PASSAGE TO READ ->
......

A month without Zubeen Garg: The people’s artiste who lived among his own
A month after Zubeen Garg’s passing, small shop owners and roadside vendors who knew him as family recall their fond memories with the 'people's artiste'

File image of Assam's late cultural icon Zubeen Garg (Photo: @parasarudayan/x)
Guwahati, Oct 19: It has been a month since Zubeen Garg, Assam’s beloved artiste and cultural icon, bid adieu to this world. But for millions in Assam, his presence still lingers in the lanes he walked, the small shops where he sat and the hearts he touched with kindness that went beyond fame.
For Manoj Das, a small shop owner from Kahilipara, Zubeen wasn’t just a customer but was family. Standing beside the counter where Zubeen once sat almost every morning, Das recalls softly, “He used to call me Deka. He said it with affection like an elder brother talking to his younger one.”
Garg would often drop by, sometimes alone, sometimes with a few friends, to eat the home-cooked food made by Das’s mother.
The tea stall in Kahilipara (AT Image)
“My mother used to cook for him. He loved her food and the simple things like rice, dal, omelet, or fish curry. He always said our food reminded him of home. He never cared for big restaurants. He said the food of the people was what kept him grounded,” Das said.
The bond went beyond meals. “When our shop needed repairs, he helped. When we lacked materials, he gave money to buy them. He told me once, ‘Deka, this shop is ours, keep it running.’ He was never distant, never proud. He sat here, laughed with us, shared stories. We didn’t see a star, we only saw a good man,” Das recalls.

......

SUPPLIED DATA ->

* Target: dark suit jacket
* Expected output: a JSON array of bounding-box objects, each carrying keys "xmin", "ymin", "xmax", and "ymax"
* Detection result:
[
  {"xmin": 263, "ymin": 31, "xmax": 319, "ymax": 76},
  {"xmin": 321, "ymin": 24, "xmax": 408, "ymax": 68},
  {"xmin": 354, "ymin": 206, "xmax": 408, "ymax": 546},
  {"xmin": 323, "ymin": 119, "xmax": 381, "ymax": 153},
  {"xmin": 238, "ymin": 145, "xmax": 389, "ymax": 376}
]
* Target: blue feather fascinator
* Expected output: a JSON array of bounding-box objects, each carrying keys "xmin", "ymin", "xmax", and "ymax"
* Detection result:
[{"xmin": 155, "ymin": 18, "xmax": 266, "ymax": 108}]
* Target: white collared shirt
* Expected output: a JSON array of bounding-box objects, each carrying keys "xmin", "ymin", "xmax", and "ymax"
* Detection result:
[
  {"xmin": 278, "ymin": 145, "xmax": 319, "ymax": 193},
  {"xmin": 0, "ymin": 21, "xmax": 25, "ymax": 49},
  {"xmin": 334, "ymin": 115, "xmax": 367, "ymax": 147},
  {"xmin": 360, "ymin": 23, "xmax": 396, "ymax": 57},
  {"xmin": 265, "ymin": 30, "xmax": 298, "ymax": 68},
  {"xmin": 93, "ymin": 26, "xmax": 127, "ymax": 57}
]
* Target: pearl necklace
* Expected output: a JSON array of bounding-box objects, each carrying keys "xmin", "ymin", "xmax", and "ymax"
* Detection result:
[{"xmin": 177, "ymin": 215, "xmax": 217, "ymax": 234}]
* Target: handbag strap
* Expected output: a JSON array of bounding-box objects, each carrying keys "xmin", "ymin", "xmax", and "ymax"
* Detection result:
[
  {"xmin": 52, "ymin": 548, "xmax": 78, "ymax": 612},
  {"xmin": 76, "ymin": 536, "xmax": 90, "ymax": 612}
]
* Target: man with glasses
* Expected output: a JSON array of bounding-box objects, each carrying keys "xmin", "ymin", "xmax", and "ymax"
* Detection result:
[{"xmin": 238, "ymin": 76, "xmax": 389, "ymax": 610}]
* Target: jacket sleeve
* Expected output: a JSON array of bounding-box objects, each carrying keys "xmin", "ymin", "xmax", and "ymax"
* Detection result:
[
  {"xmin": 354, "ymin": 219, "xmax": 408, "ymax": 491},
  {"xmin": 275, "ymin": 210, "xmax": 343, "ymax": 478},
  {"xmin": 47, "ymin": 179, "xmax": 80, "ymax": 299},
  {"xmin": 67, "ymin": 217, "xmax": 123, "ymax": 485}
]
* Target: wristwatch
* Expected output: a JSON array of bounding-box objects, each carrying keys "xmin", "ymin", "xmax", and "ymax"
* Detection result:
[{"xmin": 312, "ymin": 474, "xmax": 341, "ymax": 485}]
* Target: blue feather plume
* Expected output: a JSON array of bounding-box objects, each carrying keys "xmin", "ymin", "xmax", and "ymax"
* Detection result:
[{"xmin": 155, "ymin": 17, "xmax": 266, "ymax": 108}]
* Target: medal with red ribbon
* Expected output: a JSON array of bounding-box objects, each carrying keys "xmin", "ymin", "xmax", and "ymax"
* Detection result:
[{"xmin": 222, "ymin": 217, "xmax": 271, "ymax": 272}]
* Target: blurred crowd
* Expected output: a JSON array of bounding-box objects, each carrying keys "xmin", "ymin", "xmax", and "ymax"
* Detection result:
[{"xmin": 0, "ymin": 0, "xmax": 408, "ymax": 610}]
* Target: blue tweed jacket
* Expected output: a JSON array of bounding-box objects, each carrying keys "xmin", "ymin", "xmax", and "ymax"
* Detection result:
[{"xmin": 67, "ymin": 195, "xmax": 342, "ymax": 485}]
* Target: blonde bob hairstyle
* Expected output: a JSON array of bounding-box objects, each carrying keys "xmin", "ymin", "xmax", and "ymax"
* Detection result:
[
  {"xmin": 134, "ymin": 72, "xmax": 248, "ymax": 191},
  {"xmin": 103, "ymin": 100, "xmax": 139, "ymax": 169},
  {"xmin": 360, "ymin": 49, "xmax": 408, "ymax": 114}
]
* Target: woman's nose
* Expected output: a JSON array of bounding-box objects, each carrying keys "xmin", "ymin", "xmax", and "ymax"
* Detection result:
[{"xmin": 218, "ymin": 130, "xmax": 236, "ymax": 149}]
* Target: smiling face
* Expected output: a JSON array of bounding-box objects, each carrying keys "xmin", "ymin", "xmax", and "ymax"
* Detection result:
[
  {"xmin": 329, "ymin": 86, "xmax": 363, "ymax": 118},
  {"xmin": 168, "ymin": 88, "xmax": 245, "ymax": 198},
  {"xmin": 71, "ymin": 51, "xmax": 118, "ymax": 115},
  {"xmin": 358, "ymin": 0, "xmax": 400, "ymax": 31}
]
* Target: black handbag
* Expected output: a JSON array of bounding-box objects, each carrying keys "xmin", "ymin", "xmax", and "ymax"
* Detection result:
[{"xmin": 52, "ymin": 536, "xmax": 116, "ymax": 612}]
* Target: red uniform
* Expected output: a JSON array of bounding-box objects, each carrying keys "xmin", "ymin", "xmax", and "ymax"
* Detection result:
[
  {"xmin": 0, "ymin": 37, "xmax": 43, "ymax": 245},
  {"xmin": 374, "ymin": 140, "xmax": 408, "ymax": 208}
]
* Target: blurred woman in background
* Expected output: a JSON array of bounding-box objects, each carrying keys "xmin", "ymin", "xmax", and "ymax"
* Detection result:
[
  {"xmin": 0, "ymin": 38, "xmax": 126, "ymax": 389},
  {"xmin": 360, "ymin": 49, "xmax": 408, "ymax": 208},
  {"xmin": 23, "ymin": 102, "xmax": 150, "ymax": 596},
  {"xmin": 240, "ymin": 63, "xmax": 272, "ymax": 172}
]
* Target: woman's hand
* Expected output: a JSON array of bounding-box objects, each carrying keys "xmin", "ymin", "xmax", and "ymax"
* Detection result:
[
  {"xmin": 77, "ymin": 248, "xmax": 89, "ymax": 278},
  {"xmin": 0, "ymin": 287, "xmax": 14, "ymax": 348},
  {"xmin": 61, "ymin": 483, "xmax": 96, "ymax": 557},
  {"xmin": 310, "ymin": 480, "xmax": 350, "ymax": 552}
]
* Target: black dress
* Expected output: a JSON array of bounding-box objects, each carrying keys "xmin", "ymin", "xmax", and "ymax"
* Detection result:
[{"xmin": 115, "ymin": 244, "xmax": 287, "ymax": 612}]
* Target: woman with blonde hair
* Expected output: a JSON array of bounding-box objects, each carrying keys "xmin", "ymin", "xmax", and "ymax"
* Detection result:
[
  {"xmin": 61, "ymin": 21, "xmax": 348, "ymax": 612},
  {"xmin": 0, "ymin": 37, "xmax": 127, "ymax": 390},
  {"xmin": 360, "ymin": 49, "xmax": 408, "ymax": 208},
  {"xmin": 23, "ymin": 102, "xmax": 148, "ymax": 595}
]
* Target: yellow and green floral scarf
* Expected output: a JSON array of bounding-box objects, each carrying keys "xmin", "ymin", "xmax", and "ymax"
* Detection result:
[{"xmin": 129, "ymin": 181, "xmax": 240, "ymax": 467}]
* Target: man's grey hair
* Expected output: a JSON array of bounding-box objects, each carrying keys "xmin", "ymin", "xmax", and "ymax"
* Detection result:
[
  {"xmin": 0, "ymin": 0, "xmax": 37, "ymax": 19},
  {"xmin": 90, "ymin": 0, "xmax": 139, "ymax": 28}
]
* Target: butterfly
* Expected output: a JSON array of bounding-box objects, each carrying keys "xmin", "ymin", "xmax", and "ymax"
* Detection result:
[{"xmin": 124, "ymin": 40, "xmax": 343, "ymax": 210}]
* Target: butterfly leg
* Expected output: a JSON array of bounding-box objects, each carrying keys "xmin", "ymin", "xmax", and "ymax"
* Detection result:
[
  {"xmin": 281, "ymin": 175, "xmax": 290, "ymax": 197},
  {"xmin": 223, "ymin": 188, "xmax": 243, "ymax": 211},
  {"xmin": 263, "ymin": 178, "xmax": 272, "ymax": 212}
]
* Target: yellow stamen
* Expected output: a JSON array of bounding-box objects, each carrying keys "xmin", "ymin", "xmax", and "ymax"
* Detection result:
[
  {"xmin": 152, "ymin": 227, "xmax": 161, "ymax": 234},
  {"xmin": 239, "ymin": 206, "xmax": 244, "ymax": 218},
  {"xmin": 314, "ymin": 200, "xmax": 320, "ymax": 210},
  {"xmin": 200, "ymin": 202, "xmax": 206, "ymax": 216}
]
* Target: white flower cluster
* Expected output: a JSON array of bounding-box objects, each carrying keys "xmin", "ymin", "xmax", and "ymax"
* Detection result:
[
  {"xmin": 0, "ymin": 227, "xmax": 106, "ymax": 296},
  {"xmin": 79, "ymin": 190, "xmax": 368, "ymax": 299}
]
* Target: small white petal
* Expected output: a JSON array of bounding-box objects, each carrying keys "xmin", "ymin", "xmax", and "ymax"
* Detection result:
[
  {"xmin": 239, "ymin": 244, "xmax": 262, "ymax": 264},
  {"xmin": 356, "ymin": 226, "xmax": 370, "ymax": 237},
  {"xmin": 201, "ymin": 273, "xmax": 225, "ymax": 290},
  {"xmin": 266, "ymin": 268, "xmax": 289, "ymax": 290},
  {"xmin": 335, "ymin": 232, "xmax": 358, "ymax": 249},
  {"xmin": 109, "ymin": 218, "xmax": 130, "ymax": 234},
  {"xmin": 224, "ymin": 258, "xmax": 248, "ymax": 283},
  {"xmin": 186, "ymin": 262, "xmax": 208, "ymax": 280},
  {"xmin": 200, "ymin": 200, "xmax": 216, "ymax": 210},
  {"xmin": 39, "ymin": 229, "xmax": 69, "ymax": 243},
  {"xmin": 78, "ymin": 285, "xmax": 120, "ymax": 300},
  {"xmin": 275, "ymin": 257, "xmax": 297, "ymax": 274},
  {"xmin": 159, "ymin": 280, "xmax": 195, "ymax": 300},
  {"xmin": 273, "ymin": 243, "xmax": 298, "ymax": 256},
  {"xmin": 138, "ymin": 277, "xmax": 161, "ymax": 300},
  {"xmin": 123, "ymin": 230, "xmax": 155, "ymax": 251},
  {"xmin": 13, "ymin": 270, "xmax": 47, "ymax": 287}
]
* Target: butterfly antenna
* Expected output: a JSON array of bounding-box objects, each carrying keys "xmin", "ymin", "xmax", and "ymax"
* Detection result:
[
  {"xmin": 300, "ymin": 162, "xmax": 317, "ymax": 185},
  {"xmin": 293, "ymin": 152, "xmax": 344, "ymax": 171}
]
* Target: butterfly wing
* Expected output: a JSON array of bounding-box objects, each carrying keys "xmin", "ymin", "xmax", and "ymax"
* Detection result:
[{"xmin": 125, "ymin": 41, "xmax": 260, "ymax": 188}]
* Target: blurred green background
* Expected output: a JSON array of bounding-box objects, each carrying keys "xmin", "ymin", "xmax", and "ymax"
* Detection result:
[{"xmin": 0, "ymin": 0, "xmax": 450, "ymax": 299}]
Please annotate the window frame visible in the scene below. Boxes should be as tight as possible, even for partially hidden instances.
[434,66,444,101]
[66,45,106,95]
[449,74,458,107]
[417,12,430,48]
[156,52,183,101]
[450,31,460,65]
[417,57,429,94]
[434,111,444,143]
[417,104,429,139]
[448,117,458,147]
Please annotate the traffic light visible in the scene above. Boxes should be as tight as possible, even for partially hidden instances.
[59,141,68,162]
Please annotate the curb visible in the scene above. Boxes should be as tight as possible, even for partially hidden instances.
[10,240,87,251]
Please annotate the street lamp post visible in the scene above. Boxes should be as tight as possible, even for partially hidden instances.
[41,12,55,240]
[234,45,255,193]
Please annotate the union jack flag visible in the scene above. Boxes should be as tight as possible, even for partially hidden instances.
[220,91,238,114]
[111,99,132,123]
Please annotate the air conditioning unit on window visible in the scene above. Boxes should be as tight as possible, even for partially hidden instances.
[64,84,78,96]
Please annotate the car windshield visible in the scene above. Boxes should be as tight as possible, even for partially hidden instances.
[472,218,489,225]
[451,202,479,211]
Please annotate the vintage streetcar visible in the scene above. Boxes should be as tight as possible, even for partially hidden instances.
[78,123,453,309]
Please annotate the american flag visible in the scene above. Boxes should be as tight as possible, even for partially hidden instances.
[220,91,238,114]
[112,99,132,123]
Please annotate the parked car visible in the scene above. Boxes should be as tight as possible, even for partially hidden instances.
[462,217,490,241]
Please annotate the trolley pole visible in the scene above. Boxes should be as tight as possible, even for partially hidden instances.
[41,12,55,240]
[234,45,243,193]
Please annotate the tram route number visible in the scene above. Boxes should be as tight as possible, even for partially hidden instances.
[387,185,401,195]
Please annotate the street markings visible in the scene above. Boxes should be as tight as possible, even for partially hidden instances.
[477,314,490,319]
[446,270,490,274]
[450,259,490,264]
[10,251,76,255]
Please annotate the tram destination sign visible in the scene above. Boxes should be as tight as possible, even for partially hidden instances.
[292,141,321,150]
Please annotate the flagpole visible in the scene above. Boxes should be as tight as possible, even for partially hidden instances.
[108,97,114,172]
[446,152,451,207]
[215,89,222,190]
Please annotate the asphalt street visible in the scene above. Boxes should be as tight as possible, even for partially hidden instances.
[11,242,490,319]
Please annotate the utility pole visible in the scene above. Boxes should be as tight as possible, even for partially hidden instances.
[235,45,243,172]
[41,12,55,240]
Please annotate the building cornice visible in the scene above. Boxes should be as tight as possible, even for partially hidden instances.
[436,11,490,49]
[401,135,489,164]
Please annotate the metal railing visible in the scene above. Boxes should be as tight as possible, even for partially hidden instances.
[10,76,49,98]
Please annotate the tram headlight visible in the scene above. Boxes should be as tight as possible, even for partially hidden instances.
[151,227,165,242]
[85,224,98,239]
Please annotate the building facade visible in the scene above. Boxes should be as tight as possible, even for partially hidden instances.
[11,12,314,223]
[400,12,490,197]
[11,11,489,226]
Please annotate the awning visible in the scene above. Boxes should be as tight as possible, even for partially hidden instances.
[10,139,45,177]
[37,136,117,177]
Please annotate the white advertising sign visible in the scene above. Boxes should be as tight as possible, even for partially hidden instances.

......

TASK DESCRIPTION -> Carry on the article about Zubeen Garg from the point where it stops, writing the next few paragraphs in the same reporting style.

EXERCISE RESULT ->
His wife joins in, her voice breaking as she speaks of the void left behind.
Manoj Das and his wife outside their stall in Kahilipara (AT Image)
“Zubeen da was our God. He cared for our daughters as if they were his own. Every morning he would come, sit here for hours, sometimes feeding stray dogs, sometimes helping a passerby. Now, even mornings feel empty. We only wish for justice. Maybe then only, our hearts will rest," she says.
Across Guwahati, the sentiment is the same. At a modest Kachari Hotel near GMCH, run by Tultul Saikia - whom Zubeen fondly nicknamed “Kachari” in 2011 - memories linger.
“He came one night and asked my name. Then he said, ‘From today, I’ll call you Kachari.’ That’s how our little hotel got its name,” Saikia recalls with a smile.
“He would come after his shows or recordings, cook his own food, feed everyone and leave money for all. One night 11 people ate here, he gave Rs 5,000, and I bought a TV with that. That TV is his memory now," says Saikia.
Kachari Hotel near GMCH (AT Image)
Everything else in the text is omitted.